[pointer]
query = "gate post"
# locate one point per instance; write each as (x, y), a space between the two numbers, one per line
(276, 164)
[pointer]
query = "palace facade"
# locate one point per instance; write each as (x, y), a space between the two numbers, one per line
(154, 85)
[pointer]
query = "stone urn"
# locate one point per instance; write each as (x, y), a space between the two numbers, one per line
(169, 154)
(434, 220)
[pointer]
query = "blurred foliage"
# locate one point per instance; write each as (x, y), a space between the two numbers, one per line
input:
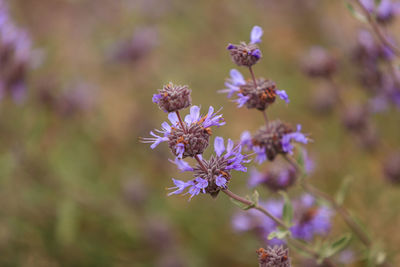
(78, 189)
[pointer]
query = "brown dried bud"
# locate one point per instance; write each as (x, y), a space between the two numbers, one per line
(173, 97)
(273, 257)
(244, 54)
(261, 96)
(269, 138)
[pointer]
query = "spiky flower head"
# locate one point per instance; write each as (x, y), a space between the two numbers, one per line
(214, 174)
(257, 95)
(276, 256)
(273, 139)
(186, 138)
(172, 97)
(319, 62)
(276, 177)
(391, 168)
(244, 54)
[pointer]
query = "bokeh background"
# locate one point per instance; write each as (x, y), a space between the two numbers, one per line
(78, 189)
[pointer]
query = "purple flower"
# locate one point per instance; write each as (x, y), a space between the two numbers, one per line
(220, 181)
(256, 53)
(241, 100)
(282, 94)
(182, 165)
(256, 34)
(296, 136)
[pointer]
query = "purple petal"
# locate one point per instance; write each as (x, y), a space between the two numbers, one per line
(237, 77)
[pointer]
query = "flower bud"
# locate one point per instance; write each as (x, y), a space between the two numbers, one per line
(173, 97)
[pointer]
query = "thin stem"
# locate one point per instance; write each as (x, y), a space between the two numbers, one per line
(340, 209)
(280, 223)
(180, 121)
(253, 77)
(201, 163)
(378, 31)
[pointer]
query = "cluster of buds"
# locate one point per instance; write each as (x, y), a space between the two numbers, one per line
(190, 138)
(276, 256)
(310, 219)
(272, 139)
(253, 93)
(15, 51)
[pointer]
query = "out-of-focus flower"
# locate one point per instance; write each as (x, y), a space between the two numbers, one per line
(276, 177)
(173, 97)
(276, 256)
(273, 139)
(391, 168)
(319, 62)
(247, 54)
(310, 219)
(211, 175)
(250, 95)
(189, 139)
(139, 46)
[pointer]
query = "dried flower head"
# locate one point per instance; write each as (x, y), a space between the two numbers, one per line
(187, 138)
(173, 97)
(276, 177)
(276, 256)
(211, 175)
(273, 139)
(247, 54)
(257, 95)
(319, 63)
(391, 168)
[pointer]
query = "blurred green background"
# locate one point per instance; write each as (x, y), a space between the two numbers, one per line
(78, 189)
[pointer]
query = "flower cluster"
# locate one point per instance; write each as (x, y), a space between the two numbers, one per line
(15, 53)
(272, 139)
(247, 54)
(310, 219)
(258, 94)
(384, 12)
(211, 175)
(190, 138)
(254, 93)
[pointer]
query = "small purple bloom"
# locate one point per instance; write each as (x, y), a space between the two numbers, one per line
(179, 186)
(180, 149)
(296, 136)
(282, 94)
(241, 100)
(231, 46)
(219, 146)
(256, 34)
(220, 181)
(156, 98)
(261, 156)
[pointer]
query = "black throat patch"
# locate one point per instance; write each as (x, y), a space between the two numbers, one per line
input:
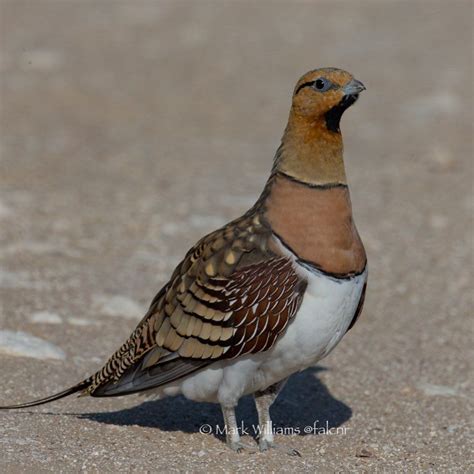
(333, 116)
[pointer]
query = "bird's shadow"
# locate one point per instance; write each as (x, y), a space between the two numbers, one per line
(304, 402)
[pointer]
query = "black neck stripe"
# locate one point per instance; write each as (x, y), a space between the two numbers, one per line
(312, 185)
(313, 266)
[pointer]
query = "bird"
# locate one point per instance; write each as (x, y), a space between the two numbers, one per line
(267, 295)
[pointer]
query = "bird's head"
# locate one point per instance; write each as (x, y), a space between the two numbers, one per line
(324, 94)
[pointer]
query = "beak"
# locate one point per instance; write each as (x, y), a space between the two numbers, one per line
(353, 87)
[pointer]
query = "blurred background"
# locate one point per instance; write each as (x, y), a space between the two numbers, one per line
(129, 129)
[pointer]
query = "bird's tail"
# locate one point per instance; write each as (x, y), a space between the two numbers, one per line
(69, 391)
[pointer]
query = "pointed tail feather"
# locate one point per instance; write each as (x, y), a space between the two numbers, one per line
(69, 391)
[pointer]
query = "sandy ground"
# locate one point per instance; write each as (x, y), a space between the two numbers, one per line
(129, 129)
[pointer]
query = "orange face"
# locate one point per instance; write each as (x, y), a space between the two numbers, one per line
(323, 90)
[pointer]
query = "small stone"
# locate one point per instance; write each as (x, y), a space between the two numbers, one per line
(364, 453)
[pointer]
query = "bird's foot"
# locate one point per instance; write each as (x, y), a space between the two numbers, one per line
(240, 447)
(265, 445)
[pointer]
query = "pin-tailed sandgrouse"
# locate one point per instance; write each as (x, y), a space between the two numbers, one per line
(267, 295)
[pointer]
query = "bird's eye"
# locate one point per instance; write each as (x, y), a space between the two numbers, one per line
(321, 84)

================

§ **Goal**:
Go through the listing above and write it all out exactly, leaving out any picture.

§ **The solution**:
[pointer]
query = "gate post"
# locate one point per instance; write each as (x, y), a space between the two numbers, one per line
(276, 164)
[pointer]
query = "palace facade"
# locate one point per instance; write each as (x, y), a space between the two numbers, one per line
(154, 85)
[pointer]
query = "stone urn"
# locate one point per instance; write each as (x, y), a space between the two numbers, one per line
(169, 154)
(434, 220)
[pointer]
query = "blurred foliage"
# locate one point per instance; write each as (x, y), a space between the two numbers, one per line
input:
(78, 189)
[pointer]
query = "brown dried bud"
# locate one point per instance; write each as (x, y), a space between the two numbers, one per line
(173, 97)
(273, 257)
(244, 54)
(261, 96)
(269, 138)
[pointer]
query = "spiky flower head"
# locate one point per instance; write each as (x, y), a space between the two numbers, one per line
(214, 174)
(257, 95)
(276, 256)
(273, 139)
(186, 138)
(172, 97)
(319, 62)
(276, 177)
(391, 168)
(244, 54)
[pointer]
query = "bokeh background"
# locate one point per instance; write each as (x, y), a space between the two numbers, one per line
(78, 189)
[pointer]
query = "purple flower"
# locate one point per instance; write each as (x, y), a space between the two numbers, one per line
(220, 181)
(256, 53)
(241, 100)
(282, 94)
(182, 165)
(256, 34)
(296, 136)
[pointer]
query = "purple petal"
# locate one point per instance; write each as (x, y), a space between the two numbers, one per line
(237, 77)
[pointer]
query = "flower bud"
# locate one point per instance; write each as (x, y), a space between the two numbers, one per line
(173, 97)
[pointer]
query = "thin stem"
# locate one point per instance; write each as (x, y), a space between the two numbers, one per line
(340, 209)
(280, 223)
(180, 121)
(253, 77)
(201, 163)
(378, 31)
[pointer]
query = "cluster of buds"
# locate one point per instance; write each as (x, y), a space between the two numbers, one per line
(190, 138)
(276, 256)
(310, 219)
(272, 139)
(253, 93)
(15, 51)
[pointer]
query = "out-of-focus flower"
# locate one point per instance; write each as (x, y), a space between the two numbers, one per line
(276, 177)
(173, 97)
(276, 256)
(273, 139)
(391, 168)
(319, 62)
(247, 54)
(310, 219)
(211, 175)
(250, 95)
(189, 139)
(139, 46)
[pointer]
query = "dried flower head"
# locate one point per instance; write each as (x, y), a space between the two numbers, one per line
(187, 138)
(173, 97)
(276, 177)
(276, 256)
(211, 175)
(273, 139)
(247, 54)
(257, 95)
(319, 63)
(391, 168)
[pointer]
query = "blurred green background"
# locate one point per instance; write each as (x, y), a space between the two numbers, one per line
(78, 189)
[pointer]
query = "flower cluster"
# locate one point per instance; write each as (x, y), a space between the two numbers, one per line
(15, 53)
(272, 139)
(247, 54)
(310, 219)
(258, 94)
(384, 12)
(211, 175)
(190, 138)
(254, 93)
[pointer]
query = "small purple bloom"
# locate one point per instance; write each as (x, y), a space between the two numbers, one per line
(179, 186)
(180, 149)
(296, 136)
(282, 94)
(241, 100)
(231, 46)
(219, 146)
(256, 34)
(220, 181)
(156, 98)
(261, 156)
[pointer]
query = "black throat patch"
# locate one point per instance; write each as (x, y), a space between the two numbers, one per line
input:
(333, 116)
[pointer]
query = "bird's shadow"
# locate one point per instance; write each as (x, y), a space between the two numbers, one per line
(304, 402)
[pointer]
query = "black neck stripe"
# locate one point per instance; write each as (x, y), a space between the two numbers, one per line
(312, 185)
(313, 266)
[pointer]
query = "bird"
# locate one point per instance; write each as (x, y), a space between the two numbers, one per line
(267, 295)
[pointer]
query = "bird's head"
# locate one point per instance; write each as (x, y), a space between the two numbers, one per line
(324, 94)
[pointer]
query = "beak"
# locate one point per instance; write each as (x, y), a space between the two numbers, one per line
(353, 87)
[pointer]
query = "blurred background"
# locate one point per instance; write each as (x, y), a space between the two numbers, one per line
(129, 129)
[pointer]
query = "bird's tail"
# locate one point per instance; write each as (x, y), a space between the two numbers, one per line
(69, 391)
[pointer]
query = "pointed tail feather"
# locate one point per instance; write each as (x, y), a space between the two numbers, one per line
(69, 391)
[pointer]
query = "sandy ground"
# locate one point per instance; write each as (x, y), a space between the two numbers, one per line
(129, 129)
[pointer]
query = "orange face"
# locate one point per instance; write each as (x, y), a space between the two numbers, one per line
(323, 90)
[pointer]
query = "small stone"
# locate one point per instance; write each as (x, y), a space between the two numbers, one per line
(364, 453)
[pointer]
query = "bird's foot"
# locate one point per instance; write each as (x, y), a space between the two numbers, one per line
(240, 447)
(265, 445)
[pointer]
query = "pin-tailed sandgrouse"
# locate one point per instance; write each as (x, y), a space between the two numbers, one per line
(267, 295)
[pointer]
query = "bird's eye"
# locate one point per instance; write each as (x, y), a space between the two numbers, one per line
(321, 84)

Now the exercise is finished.